+++ DATA TO PROCESS
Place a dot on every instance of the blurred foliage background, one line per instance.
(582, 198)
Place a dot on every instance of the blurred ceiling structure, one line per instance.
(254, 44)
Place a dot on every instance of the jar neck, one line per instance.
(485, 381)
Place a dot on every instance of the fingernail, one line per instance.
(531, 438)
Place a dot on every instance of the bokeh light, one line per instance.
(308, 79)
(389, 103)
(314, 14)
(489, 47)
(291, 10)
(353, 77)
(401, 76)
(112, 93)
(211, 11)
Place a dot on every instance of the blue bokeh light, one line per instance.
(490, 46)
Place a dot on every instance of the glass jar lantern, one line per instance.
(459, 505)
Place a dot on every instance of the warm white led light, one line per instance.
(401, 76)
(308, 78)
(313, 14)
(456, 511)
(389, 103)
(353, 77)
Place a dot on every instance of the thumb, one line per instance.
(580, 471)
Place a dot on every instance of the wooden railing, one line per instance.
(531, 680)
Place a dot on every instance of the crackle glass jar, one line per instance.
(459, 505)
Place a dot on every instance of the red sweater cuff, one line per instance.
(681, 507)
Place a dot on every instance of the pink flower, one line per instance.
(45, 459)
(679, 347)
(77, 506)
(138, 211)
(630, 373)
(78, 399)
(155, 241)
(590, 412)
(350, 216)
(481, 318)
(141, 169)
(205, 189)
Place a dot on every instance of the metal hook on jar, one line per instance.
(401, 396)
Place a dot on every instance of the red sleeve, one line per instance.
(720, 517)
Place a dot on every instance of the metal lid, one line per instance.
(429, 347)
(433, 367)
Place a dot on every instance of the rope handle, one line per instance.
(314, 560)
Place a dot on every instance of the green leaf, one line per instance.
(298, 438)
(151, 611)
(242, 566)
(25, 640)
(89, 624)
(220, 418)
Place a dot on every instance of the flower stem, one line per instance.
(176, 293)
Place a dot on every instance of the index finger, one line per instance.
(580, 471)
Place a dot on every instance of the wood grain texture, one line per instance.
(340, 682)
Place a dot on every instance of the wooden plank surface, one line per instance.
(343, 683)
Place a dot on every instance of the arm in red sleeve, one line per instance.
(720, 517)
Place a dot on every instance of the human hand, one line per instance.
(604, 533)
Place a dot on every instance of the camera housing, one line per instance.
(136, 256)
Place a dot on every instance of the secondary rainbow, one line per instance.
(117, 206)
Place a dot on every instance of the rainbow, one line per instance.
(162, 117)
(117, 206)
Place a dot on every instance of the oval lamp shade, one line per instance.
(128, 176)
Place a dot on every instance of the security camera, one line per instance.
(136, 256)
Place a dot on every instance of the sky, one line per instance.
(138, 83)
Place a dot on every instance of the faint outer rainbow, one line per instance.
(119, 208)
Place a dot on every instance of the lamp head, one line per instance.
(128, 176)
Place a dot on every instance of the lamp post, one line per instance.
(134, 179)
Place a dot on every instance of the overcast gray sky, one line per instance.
++++++
ACTIVITY: Your task is to copy every entry above, exactly as written.

RESULT:
Place a dot on every instance of the blurred foliage background, one line per instance.
(582, 198)
Place a dot on every instance of the blurred ceiling structure, one line per instance.
(254, 44)
Place a dot on every instance of the jar neck, one line per instance.
(485, 381)
Place a dot on every instance of the fingernail, one line per instance.
(531, 438)
Place a dot on every instance of the bokeh light, one line per instance.
(308, 79)
(389, 103)
(314, 14)
(489, 47)
(291, 10)
(353, 77)
(401, 76)
(112, 93)
(211, 11)
Place a dot on every instance of the blue bokeh light, one line per instance.
(490, 46)
Place a dot on every instance of the glass jar lantern, one line per instance.
(459, 505)
Place a dot on every instance of the warm white led light, one line per instance.
(401, 76)
(308, 78)
(313, 14)
(456, 511)
(389, 103)
(353, 77)
Place a dot on every instance of the thumb, one line per instance.
(580, 471)
Place a dot on every instance of the wooden railing, one line per instance.
(531, 680)
Place a dot on every instance of the crackle glass jar, one line per instance.
(459, 505)
Place a dot on every instance of the red sweater cuff, one line per instance.
(681, 507)
Place a dot on every instance of the pink flower, one line per instance.
(45, 459)
(679, 347)
(77, 506)
(138, 211)
(630, 373)
(78, 399)
(155, 241)
(590, 412)
(350, 216)
(481, 318)
(141, 169)
(205, 189)
Place a dot on every instance of the metal hook on jar, one line per instance.
(401, 396)
Place a dot on every instance of the red sleeve, one line per instance.
(720, 517)
Place a dot on every instance of the metal lid, one line per instance.
(429, 347)
(433, 367)
Place a dot on every instance of the rope handle, one line per instance.
(314, 560)
Place a dot on every instance of the green leaf, one line per instance.
(298, 438)
(151, 611)
(242, 566)
(25, 640)
(89, 624)
(220, 418)
Place a dot on every instance of the flower stem, one line per instance.
(176, 293)
Place a dot on every instance of the index finger, one line per instance.
(580, 471)
Place a dot on every instance of the wood grain texture, one line per instance.
(340, 682)
Place a dot on every instance of the wooden plank surface, one line per instance.
(343, 683)
Place a dot on every instance of the arm in red sleeve, one line per instance.
(720, 517)
Place a dot on every instance of the human hand, one line per instance.
(604, 533)
Place a dot on every instance of the camera housing, one line per instance.
(136, 256)
Place a dot on every instance of the secondary rainbow, one line per instance.
(117, 206)
Place a dot on every instance of the rainbow, one line per instance.
(162, 117)
(117, 206)
Place a dot on every instance of the oval lamp shade, one line per instance.
(128, 176)
Place a dot on every instance of the security camera, one line per instance.
(136, 256)
Place a dot on every instance of the sky, one line per instance.
(138, 83)
Place a dot on every instance of the faint outer rainbow, one line per instance.
(119, 208)
Place a dot on every instance of the lamp head, one line per instance.
(128, 176)
Place a dot on every instance of the lamp post, one line per instance.
(134, 179)
Place a dot on every instance of the overcast gray sky, one line per instance.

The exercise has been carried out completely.